Return each line of the items below that contains the string "white". Case counts when matching.
--- BEGIN ---
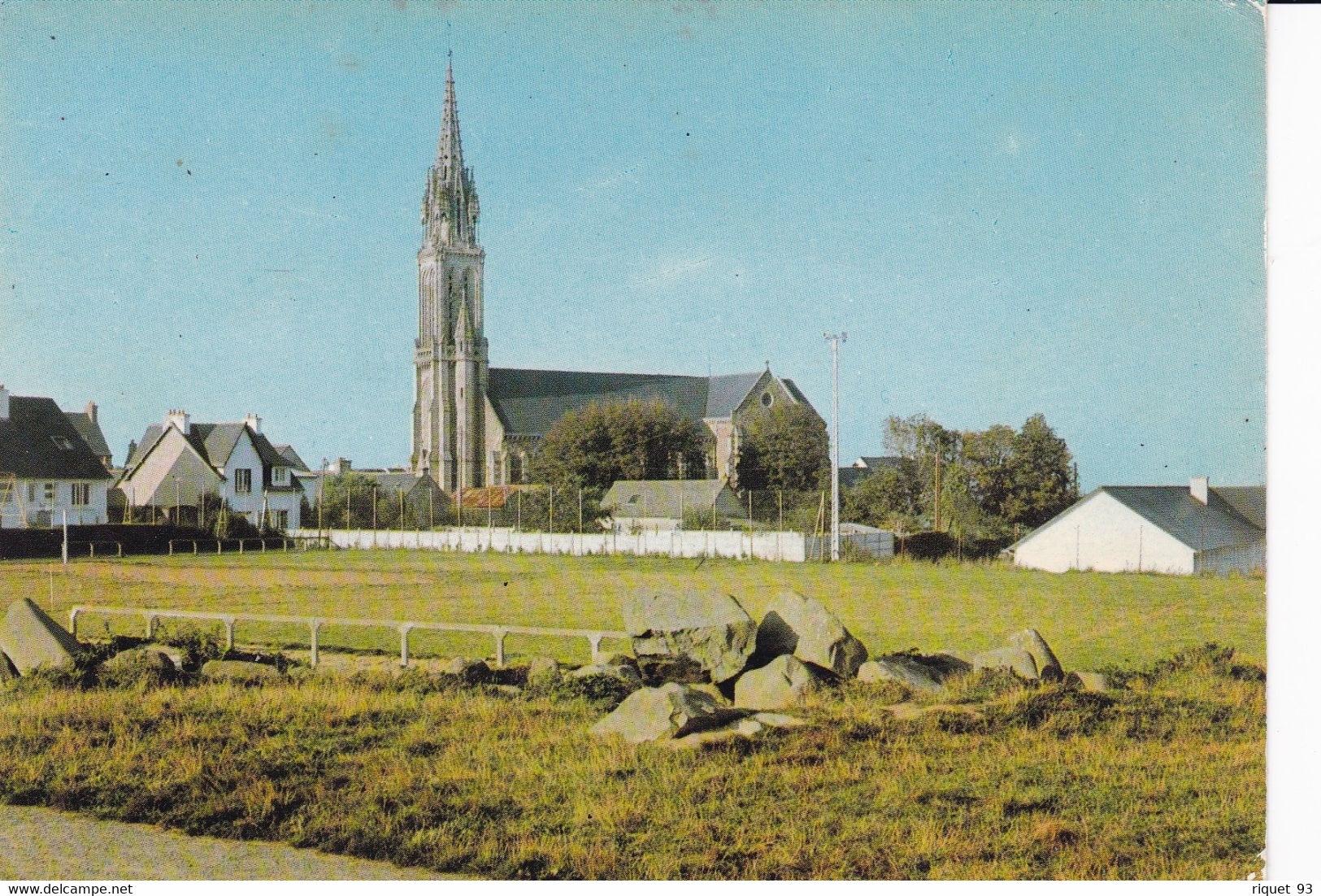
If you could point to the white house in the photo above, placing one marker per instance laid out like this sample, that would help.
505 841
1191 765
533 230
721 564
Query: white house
1169 528
48 473
179 462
--- END ---
Result of this task —
If you could point to the white house in the photo above, placing one marker per instance laid out like this sample, that would help.
Query: white house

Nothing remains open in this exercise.